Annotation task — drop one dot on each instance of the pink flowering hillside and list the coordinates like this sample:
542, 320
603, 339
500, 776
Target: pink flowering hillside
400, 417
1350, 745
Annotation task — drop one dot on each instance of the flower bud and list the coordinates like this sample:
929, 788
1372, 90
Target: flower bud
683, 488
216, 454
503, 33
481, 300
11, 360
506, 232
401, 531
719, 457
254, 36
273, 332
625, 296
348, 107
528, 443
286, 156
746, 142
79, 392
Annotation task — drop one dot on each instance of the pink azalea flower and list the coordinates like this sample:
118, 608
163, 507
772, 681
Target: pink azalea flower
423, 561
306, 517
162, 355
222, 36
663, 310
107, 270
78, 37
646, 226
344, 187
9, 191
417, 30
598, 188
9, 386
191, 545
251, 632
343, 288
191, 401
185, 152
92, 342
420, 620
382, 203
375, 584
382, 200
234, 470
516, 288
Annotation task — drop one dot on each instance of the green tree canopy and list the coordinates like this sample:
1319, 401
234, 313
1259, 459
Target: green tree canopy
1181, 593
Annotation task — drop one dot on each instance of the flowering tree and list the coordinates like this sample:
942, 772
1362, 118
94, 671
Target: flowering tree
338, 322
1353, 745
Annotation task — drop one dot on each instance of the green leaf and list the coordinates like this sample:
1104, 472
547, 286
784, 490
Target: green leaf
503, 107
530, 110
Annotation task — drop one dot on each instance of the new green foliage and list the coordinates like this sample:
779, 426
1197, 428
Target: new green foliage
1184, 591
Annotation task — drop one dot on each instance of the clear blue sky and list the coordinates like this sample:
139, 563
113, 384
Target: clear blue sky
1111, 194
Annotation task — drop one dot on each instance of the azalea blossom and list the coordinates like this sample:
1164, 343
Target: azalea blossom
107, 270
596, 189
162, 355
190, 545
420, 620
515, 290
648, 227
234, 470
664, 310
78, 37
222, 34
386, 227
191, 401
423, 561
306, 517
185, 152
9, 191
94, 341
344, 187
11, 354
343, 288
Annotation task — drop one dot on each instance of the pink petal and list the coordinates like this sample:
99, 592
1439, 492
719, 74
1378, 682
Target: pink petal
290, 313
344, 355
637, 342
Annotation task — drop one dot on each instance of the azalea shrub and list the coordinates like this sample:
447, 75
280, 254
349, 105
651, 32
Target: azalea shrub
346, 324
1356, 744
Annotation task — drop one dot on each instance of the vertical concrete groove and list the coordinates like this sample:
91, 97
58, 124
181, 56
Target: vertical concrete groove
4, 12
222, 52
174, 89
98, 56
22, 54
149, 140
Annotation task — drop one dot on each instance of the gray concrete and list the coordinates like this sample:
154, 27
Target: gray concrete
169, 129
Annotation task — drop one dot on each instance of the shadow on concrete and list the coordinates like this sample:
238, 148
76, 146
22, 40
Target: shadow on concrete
──────
■ WHAT TO DO: Write out again every line of the material from the line with "the pink petal" up to and including its last line. Multiply each answer coordinate by 1.7 and round it to a whole number, rounding halves up, and leave all other numbers unchanged.

■ THE ANSWER:
Annotation task — drop one dot on each instance of the pink petal and list the coordinates like this sample:
99, 592
1439, 492
719, 74
1378, 682
Target: pink petal
493, 532
585, 604
1083, 581
Annotation task — drop one dot on each instance of the azalea shrub and list the coordinates like this sample:
447, 75
280, 254
349, 105
651, 32
Target: azalea shrub
588, 551
2305, 1265
Annotation task — drop one dot on each instance of the vertical concrete groove and list the coordinates like this sample:
91, 97
58, 124
181, 56
Target: vertical concrete groove
7, 20
377, 88
296, 151
167, 95
37, 92
253, 238
Annotation task — drop one dot on each instance of the gray concrete and list the coordinates like this sample:
154, 27
Target: gray concrete
287, 219
Annotation task — drop one dot on each instance of the shadow on concrete and list the coordinates like this sample:
238, 148
76, 146
22, 40
Target: shadow on concrete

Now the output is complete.